### SOURCE DATA
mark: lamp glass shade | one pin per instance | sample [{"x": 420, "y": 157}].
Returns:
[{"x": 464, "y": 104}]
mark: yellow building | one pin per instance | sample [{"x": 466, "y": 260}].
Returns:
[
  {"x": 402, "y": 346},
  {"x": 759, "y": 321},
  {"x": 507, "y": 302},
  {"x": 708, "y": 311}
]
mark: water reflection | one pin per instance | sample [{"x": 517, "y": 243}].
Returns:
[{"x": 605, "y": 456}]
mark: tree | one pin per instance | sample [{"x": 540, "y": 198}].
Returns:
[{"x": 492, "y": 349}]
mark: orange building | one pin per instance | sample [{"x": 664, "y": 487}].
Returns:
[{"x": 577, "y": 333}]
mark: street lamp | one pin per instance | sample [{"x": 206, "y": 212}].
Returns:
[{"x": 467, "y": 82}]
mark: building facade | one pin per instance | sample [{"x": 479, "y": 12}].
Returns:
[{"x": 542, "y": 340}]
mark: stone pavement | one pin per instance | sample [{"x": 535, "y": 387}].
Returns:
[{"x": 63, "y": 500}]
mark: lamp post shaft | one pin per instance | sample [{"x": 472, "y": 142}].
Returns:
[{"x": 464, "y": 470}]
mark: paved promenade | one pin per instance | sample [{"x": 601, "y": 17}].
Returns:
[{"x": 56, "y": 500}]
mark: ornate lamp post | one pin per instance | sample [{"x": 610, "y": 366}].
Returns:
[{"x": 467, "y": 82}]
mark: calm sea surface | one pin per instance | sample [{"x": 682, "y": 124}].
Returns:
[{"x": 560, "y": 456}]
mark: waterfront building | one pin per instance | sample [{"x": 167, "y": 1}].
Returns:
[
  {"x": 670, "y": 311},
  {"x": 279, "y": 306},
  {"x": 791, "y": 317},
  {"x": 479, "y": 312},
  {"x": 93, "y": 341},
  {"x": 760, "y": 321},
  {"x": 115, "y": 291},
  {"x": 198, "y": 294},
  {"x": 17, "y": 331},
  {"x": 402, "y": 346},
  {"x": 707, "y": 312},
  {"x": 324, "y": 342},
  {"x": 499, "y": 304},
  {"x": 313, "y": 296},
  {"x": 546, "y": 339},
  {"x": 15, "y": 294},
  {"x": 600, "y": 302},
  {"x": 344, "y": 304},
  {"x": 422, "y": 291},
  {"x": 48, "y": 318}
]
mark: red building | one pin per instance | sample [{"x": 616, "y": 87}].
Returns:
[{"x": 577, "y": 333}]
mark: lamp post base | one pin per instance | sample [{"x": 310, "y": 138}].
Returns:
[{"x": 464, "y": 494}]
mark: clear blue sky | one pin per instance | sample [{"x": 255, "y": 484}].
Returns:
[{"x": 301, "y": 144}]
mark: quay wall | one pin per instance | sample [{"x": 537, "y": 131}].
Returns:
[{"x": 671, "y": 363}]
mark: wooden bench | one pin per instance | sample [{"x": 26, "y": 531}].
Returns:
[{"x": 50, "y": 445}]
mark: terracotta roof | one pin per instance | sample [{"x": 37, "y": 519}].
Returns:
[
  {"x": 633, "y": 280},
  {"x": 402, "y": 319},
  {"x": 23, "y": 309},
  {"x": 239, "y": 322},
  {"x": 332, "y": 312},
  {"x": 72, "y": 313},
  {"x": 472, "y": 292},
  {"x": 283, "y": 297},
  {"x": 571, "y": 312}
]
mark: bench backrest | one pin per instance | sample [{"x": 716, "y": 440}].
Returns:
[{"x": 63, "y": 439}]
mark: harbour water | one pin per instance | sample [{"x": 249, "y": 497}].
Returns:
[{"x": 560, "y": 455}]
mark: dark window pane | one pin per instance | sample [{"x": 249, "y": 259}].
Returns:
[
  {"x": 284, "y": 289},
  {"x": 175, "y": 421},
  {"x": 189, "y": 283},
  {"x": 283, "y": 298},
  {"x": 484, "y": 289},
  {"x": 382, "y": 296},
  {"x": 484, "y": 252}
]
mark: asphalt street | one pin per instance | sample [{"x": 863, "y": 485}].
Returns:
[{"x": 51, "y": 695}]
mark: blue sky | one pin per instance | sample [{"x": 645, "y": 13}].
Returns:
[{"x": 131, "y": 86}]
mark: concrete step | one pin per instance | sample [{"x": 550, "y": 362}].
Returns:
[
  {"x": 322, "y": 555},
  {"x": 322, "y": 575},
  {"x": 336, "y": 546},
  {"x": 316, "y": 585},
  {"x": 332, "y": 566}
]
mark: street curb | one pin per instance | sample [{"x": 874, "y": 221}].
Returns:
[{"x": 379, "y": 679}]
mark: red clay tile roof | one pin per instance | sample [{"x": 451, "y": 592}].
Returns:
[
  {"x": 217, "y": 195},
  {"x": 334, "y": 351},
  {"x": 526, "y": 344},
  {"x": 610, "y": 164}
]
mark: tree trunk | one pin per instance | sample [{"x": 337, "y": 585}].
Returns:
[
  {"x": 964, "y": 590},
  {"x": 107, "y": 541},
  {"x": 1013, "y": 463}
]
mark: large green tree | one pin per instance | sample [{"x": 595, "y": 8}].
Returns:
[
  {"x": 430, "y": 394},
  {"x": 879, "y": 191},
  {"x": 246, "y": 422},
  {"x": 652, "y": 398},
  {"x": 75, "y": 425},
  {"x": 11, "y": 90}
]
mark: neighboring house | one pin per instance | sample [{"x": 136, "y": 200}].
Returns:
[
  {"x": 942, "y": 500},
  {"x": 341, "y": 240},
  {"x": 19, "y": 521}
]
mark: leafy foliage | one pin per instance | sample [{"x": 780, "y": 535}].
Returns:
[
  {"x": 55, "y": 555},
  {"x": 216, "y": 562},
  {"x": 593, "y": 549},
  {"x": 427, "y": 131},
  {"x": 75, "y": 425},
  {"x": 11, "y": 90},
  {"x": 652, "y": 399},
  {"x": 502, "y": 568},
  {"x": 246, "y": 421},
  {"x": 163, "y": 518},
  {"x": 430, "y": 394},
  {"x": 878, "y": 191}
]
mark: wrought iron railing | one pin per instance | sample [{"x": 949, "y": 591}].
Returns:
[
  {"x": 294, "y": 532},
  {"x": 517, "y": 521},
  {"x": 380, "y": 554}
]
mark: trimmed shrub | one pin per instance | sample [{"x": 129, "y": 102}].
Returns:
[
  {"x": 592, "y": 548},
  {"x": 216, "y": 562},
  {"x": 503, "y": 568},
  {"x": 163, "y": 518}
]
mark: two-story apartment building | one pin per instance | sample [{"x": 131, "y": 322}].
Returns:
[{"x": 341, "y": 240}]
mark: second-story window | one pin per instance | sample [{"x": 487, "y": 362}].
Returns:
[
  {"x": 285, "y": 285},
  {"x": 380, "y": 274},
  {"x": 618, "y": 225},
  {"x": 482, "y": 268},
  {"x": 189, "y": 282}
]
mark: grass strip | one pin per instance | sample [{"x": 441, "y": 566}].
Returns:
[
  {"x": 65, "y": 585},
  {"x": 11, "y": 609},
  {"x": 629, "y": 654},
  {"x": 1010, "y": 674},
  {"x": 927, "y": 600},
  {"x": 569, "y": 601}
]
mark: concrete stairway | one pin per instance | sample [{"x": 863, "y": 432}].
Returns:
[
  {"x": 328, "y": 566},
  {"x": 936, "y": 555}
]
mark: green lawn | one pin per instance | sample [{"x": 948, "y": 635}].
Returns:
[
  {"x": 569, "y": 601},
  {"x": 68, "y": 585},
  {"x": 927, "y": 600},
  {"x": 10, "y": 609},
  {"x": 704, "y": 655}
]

### GIVEN REQUEST
Transcribe every entry exactly.

### THE ANSWER
mark: lamp glass shade | one pin per instance | sample [{"x": 420, "y": 157}].
Returns:
[{"x": 464, "y": 104}]
mark: yellow building | one pin per instance | sample [{"x": 466, "y": 260}].
Returns:
[
  {"x": 402, "y": 346},
  {"x": 759, "y": 321},
  {"x": 507, "y": 302},
  {"x": 708, "y": 311}
]
mark: water reflection | one pin per instance | sample [{"x": 517, "y": 243}].
Returns:
[{"x": 605, "y": 456}]
mark: tree | one pin per instance | sample [{"x": 540, "y": 198}].
Returns:
[{"x": 492, "y": 349}]
mark: orange building | one pin per instance | sample [{"x": 664, "y": 487}].
Returns:
[{"x": 577, "y": 333}]
mark: street lamp | one pin per instance | sample [{"x": 206, "y": 212}].
Returns:
[{"x": 467, "y": 82}]
mark: building facade | one pin per instance | sample [{"x": 479, "y": 12}].
Returns:
[{"x": 542, "y": 340}]
mark: stone pavement | one pin per instance | sample [{"x": 535, "y": 387}].
Returns:
[{"x": 63, "y": 500}]
mark: lamp post shaft | one pin per instance | sample [{"x": 472, "y": 142}].
Returns:
[{"x": 464, "y": 470}]
mark: paved promenade | one pin per instance | sample [{"x": 601, "y": 17}].
Returns:
[{"x": 56, "y": 500}]
mark: ornate lamp post | one pin per instance | sample [{"x": 610, "y": 366}].
Returns:
[{"x": 467, "y": 82}]
mark: calm sea surface | one pin per instance | sample [{"x": 682, "y": 124}].
Returns:
[{"x": 560, "y": 456}]
mark: waterfront building | one pin per instance | sample [{"x": 167, "y": 1}].
Returns:
[
  {"x": 670, "y": 311},
  {"x": 279, "y": 306},
  {"x": 791, "y": 317},
  {"x": 479, "y": 312},
  {"x": 93, "y": 341},
  {"x": 760, "y": 321},
  {"x": 115, "y": 291},
  {"x": 198, "y": 294},
  {"x": 17, "y": 331},
  {"x": 402, "y": 346},
  {"x": 707, "y": 312},
  {"x": 324, "y": 342},
  {"x": 499, "y": 304},
  {"x": 313, "y": 296},
  {"x": 546, "y": 339},
  {"x": 15, "y": 294},
  {"x": 600, "y": 302},
  {"x": 344, "y": 304},
  {"x": 422, "y": 291},
  {"x": 48, "y": 318}
]
mark: red building | one pin per instance | sample [{"x": 616, "y": 87}].
Returns:
[{"x": 577, "y": 333}]
mark: lamp post base | one pin per instance | sample [{"x": 310, "y": 138}].
Returns:
[{"x": 464, "y": 494}]
mark: clear blue sky | one pin per instance | sample [{"x": 255, "y": 484}].
Returns:
[{"x": 301, "y": 144}]
mark: quay wall | one pin per instance | sample [{"x": 537, "y": 131}].
Returns:
[{"x": 671, "y": 363}]
mark: wooden bench | one pin per instance | sample [{"x": 26, "y": 531}].
Returns:
[{"x": 50, "y": 445}]
mark: terracotta roof | one pin per instance | sample [{"x": 37, "y": 519}].
Returns:
[
  {"x": 633, "y": 280},
  {"x": 402, "y": 319},
  {"x": 23, "y": 309},
  {"x": 239, "y": 322},
  {"x": 332, "y": 312},
  {"x": 72, "y": 313},
  {"x": 472, "y": 292},
  {"x": 283, "y": 297},
  {"x": 571, "y": 312}
]
mark: bench backrest | one pin per instance | sample [{"x": 716, "y": 440}].
Returns:
[{"x": 63, "y": 439}]
mark: harbour water | one pin per instance | sample [{"x": 249, "y": 497}].
Returns:
[{"x": 560, "y": 455}]
mark: dark window pane | one pin per instance | sample [{"x": 249, "y": 259}].
Returns:
[
  {"x": 284, "y": 289},
  {"x": 175, "y": 421},
  {"x": 189, "y": 283},
  {"x": 283, "y": 298},
  {"x": 484, "y": 289},
  {"x": 382, "y": 296},
  {"x": 484, "y": 252}
]
mark: asphalt street | one pin per instance | sample [{"x": 863, "y": 485}].
Returns:
[{"x": 51, "y": 695}]
mark: blue sky | one pin per instance | sample [{"x": 645, "y": 13}].
Returns:
[{"x": 131, "y": 86}]
mark: concrete step | one pin per instance | sample [{"x": 550, "y": 362}].
Returns:
[
  {"x": 322, "y": 555},
  {"x": 322, "y": 575},
  {"x": 336, "y": 546},
  {"x": 316, "y": 585},
  {"x": 332, "y": 566}
]
mark: street curb | one pin per instance | sample [{"x": 874, "y": 221}].
Returns:
[{"x": 379, "y": 679}]
mark: red clay tile roof | one pin per instance | sample [{"x": 451, "y": 592}].
Returns:
[
  {"x": 217, "y": 195},
  {"x": 334, "y": 351},
  {"x": 526, "y": 344},
  {"x": 610, "y": 164}
]
mark: tree trunk | one pin per instance | sample [{"x": 337, "y": 585}].
Returns:
[
  {"x": 964, "y": 590},
  {"x": 107, "y": 541},
  {"x": 1013, "y": 463}
]
mark: large green tree | one pin per instance | sample [{"x": 595, "y": 8}].
Returns:
[
  {"x": 430, "y": 394},
  {"x": 879, "y": 191},
  {"x": 246, "y": 422},
  {"x": 652, "y": 398},
  {"x": 75, "y": 425},
  {"x": 11, "y": 90}
]
mark: neighboring house | one pin per instance | sample [{"x": 136, "y": 200}].
Returns:
[
  {"x": 942, "y": 500},
  {"x": 341, "y": 240},
  {"x": 19, "y": 521}
]
mark: leafy foliage | one pin per instance | sample [{"x": 780, "y": 535}].
Returns:
[
  {"x": 55, "y": 555},
  {"x": 216, "y": 562},
  {"x": 593, "y": 549},
  {"x": 427, "y": 131},
  {"x": 75, "y": 425},
  {"x": 11, "y": 90},
  {"x": 652, "y": 399},
  {"x": 502, "y": 568},
  {"x": 246, "y": 421},
  {"x": 163, "y": 518},
  {"x": 430, "y": 394},
  {"x": 878, "y": 191}
]
mark: wrought iron railing | one pin per instance | sample [{"x": 949, "y": 591}].
Returns:
[
  {"x": 294, "y": 532},
  {"x": 517, "y": 521},
  {"x": 380, "y": 554}
]
mark: trimmed shrub | one pin per instance | sample [{"x": 129, "y": 102}].
Returns:
[
  {"x": 592, "y": 548},
  {"x": 216, "y": 562},
  {"x": 503, "y": 568},
  {"x": 163, "y": 518}
]
mark: two-story apartment building | one pin per instance | sample [{"x": 131, "y": 322}].
Returns:
[{"x": 341, "y": 240}]
mark: second-story window | one pin per instance | sample [{"x": 487, "y": 362}].
Returns:
[
  {"x": 285, "y": 285},
  {"x": 380, "y": 274},
  {"x": 618, "y": 225},
  {"x": 482, "y": 268},
  {"x": 189, "y": 282}
]
mark: grass strip | one pin per instance | sample [{"x": 441, "y": 566}].
Returns:
[
  {"x": 65, "y": 585},
  {"x": 11, "y": 609},
  {"x": 629, "y": 654},
  {"x": 1010, "y": 674},
  {"x": 927, "y": 600},
  {"x": 569, "y": 601}
]
mark: concrete stairway | one pin per instance | sample [{"x": 863, "y": 432}].
Returns:
[
  {"x": 328, "y": 566},
  {"x": 936, "y": 555}
]
mark: green lawn | one pin per instance | sample [{"x": 948, "y": 635}].
Returns:
[
  {"x": 569, "y": 601},
  {"x": 68, "y": 585},
  {"x": 927, "y": 600},
  {"x": 10, "y": 609},
  {"x": 704, "y": 655}
]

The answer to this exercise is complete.